BEGIN EXTRACTED ENTRIES

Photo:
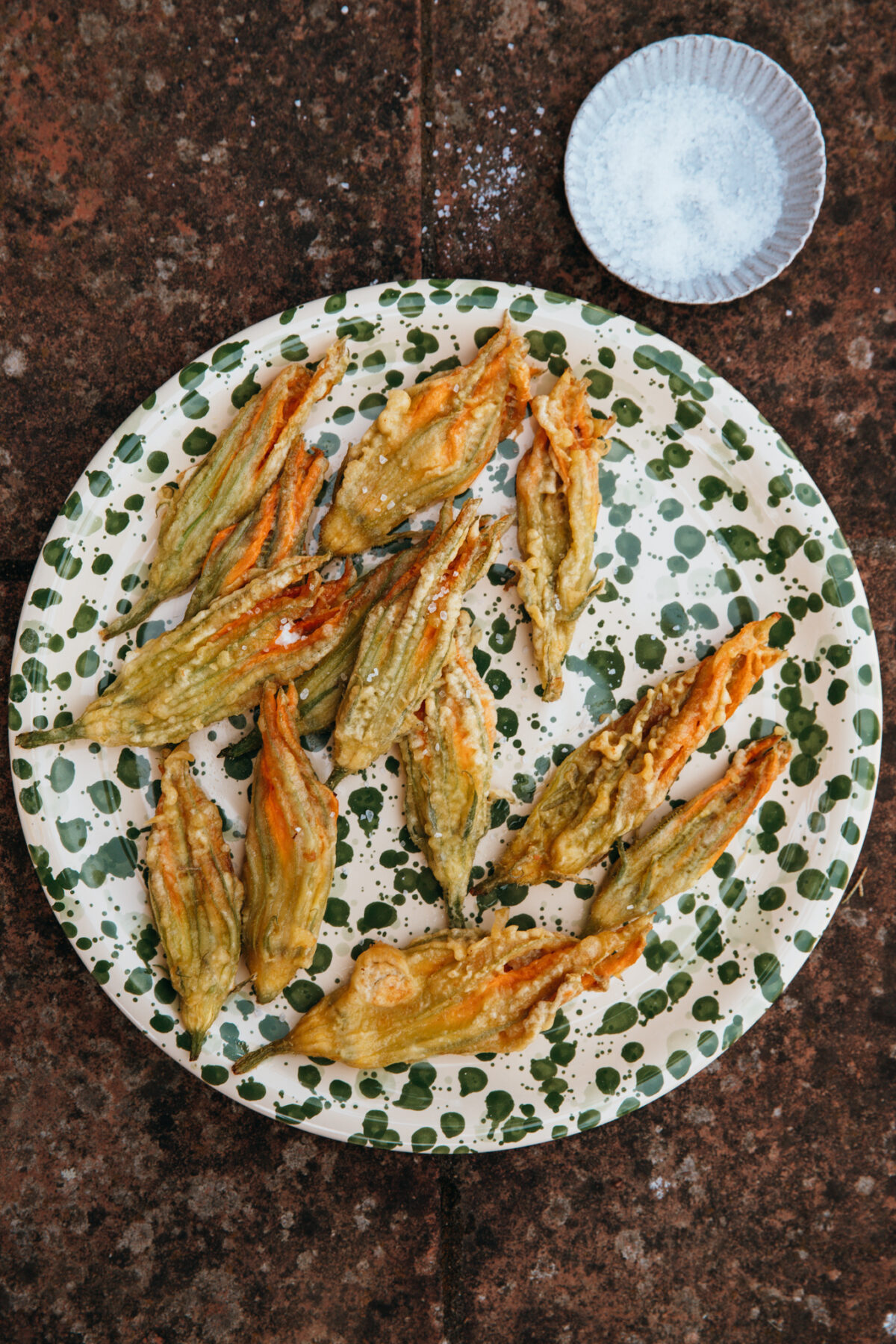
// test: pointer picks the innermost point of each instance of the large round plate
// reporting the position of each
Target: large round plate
(709, 520)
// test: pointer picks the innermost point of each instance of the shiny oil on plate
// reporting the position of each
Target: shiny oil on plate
(709, 520)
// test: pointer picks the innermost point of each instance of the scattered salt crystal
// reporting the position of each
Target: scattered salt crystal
(685, 183)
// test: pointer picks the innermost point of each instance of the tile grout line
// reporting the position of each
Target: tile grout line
(450, 1256)
(428, 136)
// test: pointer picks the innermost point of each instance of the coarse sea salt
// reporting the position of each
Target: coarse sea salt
(685, 183)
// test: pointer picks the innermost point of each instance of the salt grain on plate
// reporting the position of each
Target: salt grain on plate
(685, 183)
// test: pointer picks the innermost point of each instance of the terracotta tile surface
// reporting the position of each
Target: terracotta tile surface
(171, 174)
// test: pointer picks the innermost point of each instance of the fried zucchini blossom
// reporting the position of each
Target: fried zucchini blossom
(231, 480)
(688, 841)
(613, 781)
(195, 897)
(448, 768)
(290, 850)
(273, 532)
(428, 444)
(214, 665)
(455, 992)
(321, 688)
(408, 636)
(558, 495)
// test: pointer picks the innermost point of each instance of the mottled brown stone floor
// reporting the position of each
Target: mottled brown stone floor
(163, 186)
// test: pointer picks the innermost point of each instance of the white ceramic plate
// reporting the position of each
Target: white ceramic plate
(709, 520)
(765, 92)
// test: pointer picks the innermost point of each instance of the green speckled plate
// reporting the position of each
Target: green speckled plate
(709, 520)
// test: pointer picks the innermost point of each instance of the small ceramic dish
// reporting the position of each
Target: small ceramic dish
(756, 87)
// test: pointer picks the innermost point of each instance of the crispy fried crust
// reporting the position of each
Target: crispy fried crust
(448, 769)
(290, 850)
(408, 636)
(273, 532)
(455, 992)
(612, 783)
(688, 841)
(429, 444)
(231, 480)
(277, 625)
(558, 495)
(195, 895)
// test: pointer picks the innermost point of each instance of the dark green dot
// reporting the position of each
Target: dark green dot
(867, 726)
(689, 541)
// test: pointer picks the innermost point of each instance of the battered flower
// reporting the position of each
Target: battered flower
(448, 768)
(321, 688)
(273, 532)
(612, 783)
(558, 495)
(195, 897)
(429, 444)
(205, 670)
(455, 992)
(231, 480)
(688, 841)
(290, 850)
(408, 636)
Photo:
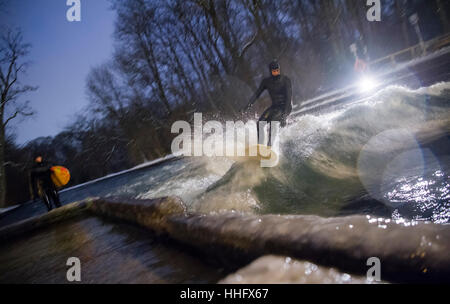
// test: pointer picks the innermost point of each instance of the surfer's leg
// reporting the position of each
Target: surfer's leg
(274, 116)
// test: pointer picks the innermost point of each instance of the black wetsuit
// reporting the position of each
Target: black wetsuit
(40, 180)
(280, 91)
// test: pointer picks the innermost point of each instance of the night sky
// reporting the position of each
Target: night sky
(62, 54)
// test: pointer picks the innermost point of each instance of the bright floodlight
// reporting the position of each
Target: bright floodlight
(367, 84)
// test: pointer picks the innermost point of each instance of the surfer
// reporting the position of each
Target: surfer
(280, 91)
(41, 184)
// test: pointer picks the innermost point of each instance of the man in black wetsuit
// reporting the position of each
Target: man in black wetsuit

END EXTRACTED ENTRIES

* WHAT YOU SHOULD DO: Repeat the rows above word for word, from the line that contains "the crispy fried crust" through the end of the rows, with both ends included. Leave the pictures out of your answer.

* RESPONSE TO THE EXERCISE:
// test: pointer picks the innermost point of each instance of the crispy fried crust
// reporting the position of each
Target: crispy fried crust
(448, 769)
(290, 850)
(408, 636)
(273, 532)
(455, 992)
(612, 783)
(688, 841)
(429, 444)
(231, 480)
(277, 625)
(558, 495)
(195, 895)
// test: pointer picks the innermost point of each instance of the dark green dot
// reporting the position of each
Target: dark green dot
(867, 726)
(689, 541)
// test: pointer picks the innermost point of each instance of the battered flower
// reporting the position of each
Target: battered flower
(448, 768)
(321, 688)
(273, 532)
(612, 783)
(558, 495)
(195, 897)
(429, 444)
(205, 670)
(455, 992)
(231, 480)
(688, 841)
(290, 850)
(408, 636)
Photo:
// test: pointer picks the innermost point of each instance of the surfer's leg
// reporting the position of each
Target: surfer's leg
(274, 116)
// test: pointer picks the innermost point of each instance of the black wetsuit
// reporting the position of each
Target: black wetsuit
(40, 180)
(280, 91)
// test: pointer picks the innermost point of each instance of the night sky
// reporting the position of each
Target: night sky
(62, 54)
// test: pointer picks the innermost point of each instance of the bright floodlight
// reporting the position of each
Target: bright floodlight
(367, 84)
// test: pointer picks the innermost point of each instance of the surfer
// reporting the position of each
Target: surfer
(280, 91)
(41, 184)
// test: pointer picks the innermost point of each instance of the man in black wetsuit
// reporting the position of each
Target: man in black wetsuit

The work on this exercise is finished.